■ WORK ORDER ■
Continue the article on breast CT scans as a painless alternative to mammograms, starting right after its last paragraph.

■ EXTRACT PROVIDED ■
CT Scans: Painless Mammogram Alternative

Specialized Scanner Offers Gentler Approach to Breast Cancer Screening

Reviewed by Louise Chang, MD on July 29, 2008
From the WebMD Archives

July 29, 2008 -- Women who avoid mammograms for fear that they may be painful could one day have a comforting alternative: A scan that never touches the breast.

John M. Boone, PhD, of the University of California Davis Medical Center discussed a novel technique called dedicated breast computed tomography (CT) at the American Association of Physicists in Medicine 50th meeting today in Houston.

Traditional mammography squeezes breast tissue between cold, metal plates. Some women find the exam uncomfortable, even painful, causing them to delay or even avoid breast cancer screening -- an action that can have dire consequences.

(Have you avoided mammograms because they are just too uncomfortable? Share your experiences on WebMD's Women’s Health: Friends Talking board.)

Dedicated breast CT offers a gentler approach: The woman lies face down on a special table and suspends one breast through a hole. A unique scanner circles the breast -- no painful compression involved -- snapping virtual "slices" of breast tissue. The scans take only a few seconds. A computer reconstructs the information into a highly detailed, 3-D image.


CT scanners have long been used to peer into the brain, lungs, and belly area. Yet experts had dismissed the notion of breast CT for fear that standard CT machines would expose women to excessive radiation. The specialized cone beam breast CT (CBBCT) scanner, developed by Boone and colleagues, uses the same amount of radiation as a conventional mammogram.

■ GIVEN DATA ■
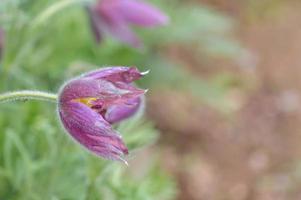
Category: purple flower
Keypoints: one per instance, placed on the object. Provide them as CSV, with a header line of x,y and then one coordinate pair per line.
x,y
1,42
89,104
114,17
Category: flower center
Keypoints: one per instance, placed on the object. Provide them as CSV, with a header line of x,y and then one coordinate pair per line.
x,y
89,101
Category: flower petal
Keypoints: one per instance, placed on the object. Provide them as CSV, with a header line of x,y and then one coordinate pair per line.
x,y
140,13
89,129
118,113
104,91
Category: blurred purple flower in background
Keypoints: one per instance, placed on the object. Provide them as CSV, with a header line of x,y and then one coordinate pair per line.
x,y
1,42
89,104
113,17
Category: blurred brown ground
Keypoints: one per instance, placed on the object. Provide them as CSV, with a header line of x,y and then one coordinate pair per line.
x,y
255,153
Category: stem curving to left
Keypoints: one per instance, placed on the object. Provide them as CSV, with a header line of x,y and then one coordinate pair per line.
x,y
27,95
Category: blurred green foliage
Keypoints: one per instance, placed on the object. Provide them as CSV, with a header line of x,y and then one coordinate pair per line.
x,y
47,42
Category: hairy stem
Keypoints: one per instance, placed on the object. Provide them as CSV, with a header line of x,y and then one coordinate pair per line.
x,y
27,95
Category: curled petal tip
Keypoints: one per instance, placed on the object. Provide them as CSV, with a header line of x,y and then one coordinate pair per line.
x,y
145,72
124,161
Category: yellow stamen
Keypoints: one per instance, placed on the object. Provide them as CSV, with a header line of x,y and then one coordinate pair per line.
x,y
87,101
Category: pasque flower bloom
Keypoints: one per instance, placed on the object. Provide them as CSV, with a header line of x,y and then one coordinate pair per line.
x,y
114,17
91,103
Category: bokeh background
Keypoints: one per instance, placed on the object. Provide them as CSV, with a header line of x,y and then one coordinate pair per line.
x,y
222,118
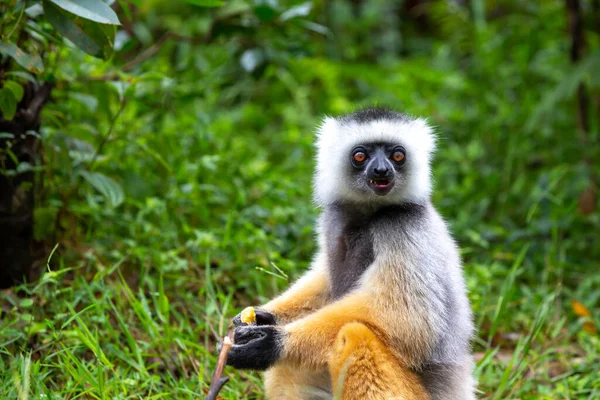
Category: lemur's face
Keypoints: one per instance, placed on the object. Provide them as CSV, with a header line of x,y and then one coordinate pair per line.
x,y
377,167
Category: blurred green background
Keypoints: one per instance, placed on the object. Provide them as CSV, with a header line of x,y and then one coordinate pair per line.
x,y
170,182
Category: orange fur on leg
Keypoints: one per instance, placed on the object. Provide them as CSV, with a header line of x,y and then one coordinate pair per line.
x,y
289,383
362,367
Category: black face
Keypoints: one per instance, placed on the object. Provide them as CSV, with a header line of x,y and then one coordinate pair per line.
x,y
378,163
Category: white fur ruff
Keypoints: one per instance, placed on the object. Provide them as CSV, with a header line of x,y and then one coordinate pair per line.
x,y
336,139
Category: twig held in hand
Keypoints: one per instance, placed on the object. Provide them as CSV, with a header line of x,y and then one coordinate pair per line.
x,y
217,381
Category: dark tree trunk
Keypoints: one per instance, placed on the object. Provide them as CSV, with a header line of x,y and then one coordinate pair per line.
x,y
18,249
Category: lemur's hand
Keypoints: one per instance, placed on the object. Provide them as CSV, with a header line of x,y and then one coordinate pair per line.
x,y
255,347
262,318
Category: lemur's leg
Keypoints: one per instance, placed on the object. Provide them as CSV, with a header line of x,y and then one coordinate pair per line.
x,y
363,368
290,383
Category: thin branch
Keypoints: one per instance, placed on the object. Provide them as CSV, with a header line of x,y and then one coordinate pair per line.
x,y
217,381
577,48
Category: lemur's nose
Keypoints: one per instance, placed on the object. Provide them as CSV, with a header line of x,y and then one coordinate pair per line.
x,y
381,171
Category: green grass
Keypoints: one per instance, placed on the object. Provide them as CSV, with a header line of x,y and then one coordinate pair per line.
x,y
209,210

--

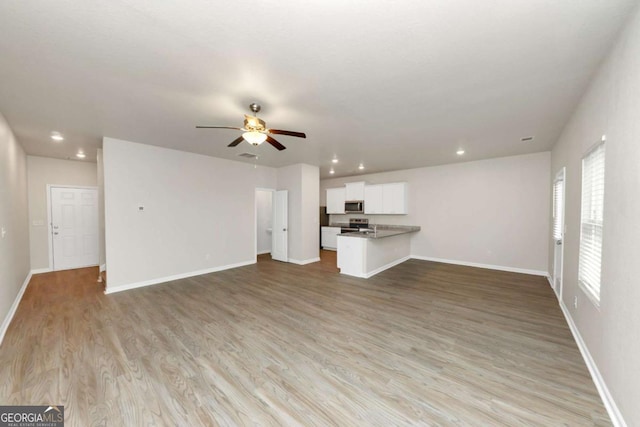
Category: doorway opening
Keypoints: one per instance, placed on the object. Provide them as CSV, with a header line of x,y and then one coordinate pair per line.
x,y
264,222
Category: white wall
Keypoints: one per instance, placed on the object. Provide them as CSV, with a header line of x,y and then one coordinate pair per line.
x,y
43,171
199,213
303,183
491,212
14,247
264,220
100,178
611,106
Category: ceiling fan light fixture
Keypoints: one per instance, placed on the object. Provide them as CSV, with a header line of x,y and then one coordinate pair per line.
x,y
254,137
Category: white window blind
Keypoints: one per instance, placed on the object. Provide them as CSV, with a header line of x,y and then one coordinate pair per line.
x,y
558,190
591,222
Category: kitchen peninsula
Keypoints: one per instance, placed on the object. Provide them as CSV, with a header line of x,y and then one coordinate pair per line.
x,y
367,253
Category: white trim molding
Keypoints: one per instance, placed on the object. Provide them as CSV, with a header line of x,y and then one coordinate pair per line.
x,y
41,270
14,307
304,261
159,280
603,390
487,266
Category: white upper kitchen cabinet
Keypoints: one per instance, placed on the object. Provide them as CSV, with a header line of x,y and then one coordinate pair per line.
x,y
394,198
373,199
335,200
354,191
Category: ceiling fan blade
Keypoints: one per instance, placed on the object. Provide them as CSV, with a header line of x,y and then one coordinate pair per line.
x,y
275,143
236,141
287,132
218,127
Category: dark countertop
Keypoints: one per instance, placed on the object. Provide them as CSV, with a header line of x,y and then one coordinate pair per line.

---

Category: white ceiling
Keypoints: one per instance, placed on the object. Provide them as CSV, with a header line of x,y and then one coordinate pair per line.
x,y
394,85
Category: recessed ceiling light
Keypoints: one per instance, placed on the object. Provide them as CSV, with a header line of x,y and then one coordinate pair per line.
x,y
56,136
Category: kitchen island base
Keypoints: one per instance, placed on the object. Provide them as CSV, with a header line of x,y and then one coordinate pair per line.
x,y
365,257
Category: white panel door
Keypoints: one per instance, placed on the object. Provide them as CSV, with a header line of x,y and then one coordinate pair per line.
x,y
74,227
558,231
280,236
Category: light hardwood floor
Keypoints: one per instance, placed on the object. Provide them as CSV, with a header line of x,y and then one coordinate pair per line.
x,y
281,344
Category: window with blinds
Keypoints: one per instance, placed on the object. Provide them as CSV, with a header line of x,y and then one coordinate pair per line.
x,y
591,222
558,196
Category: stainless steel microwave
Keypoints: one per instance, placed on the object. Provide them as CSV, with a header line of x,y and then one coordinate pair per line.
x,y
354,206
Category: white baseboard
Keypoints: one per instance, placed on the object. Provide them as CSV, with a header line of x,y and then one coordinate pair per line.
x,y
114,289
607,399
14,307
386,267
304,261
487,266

■ EXERCISE ANSWER ■
So far, researchers at the university have used the machine to scan 160 women.

The team's initial tests show that the scanner delivers high-resolution images that clearly demonstrate breast lesions. Boone, a medical physicist, predicts the method could be available to women within the next 3-4 years.

Dedicated breast CT "is better [than] mammography for mass detection," Boone says in a news release. [The technique offers] "improved comfort to the patient and a better three-dimensional understanding of pathological lesions when they are present."

The method does have its drawbacks. It can miss tiny areas (microcalcifications) that can sometimes signal early breast cancer. Mammography is better at spotting such changes.


"We're not making the claim that breast CT is better than mammography -- yet," Boone says.

Early this year, Boone's team started experiments with a combined CT/PET breast scanner, which allows clinicians to track a tumor's metabolic activity. Cancer cells have higher metabolic rates than healthy cells and look different on a PET (positron emission tomography) scan. The combined device would be used to monitor cancer and plan treatment in patients already diagnosed with the disease.

"PET/CT would not be used for screening because PET is too expensive and the radiation levels of both procedures would be too high for annual testing," Boone tells WebMD. "The PET/CT studies would be more useful for follow-up imaging after mammography, before or after treatment.'"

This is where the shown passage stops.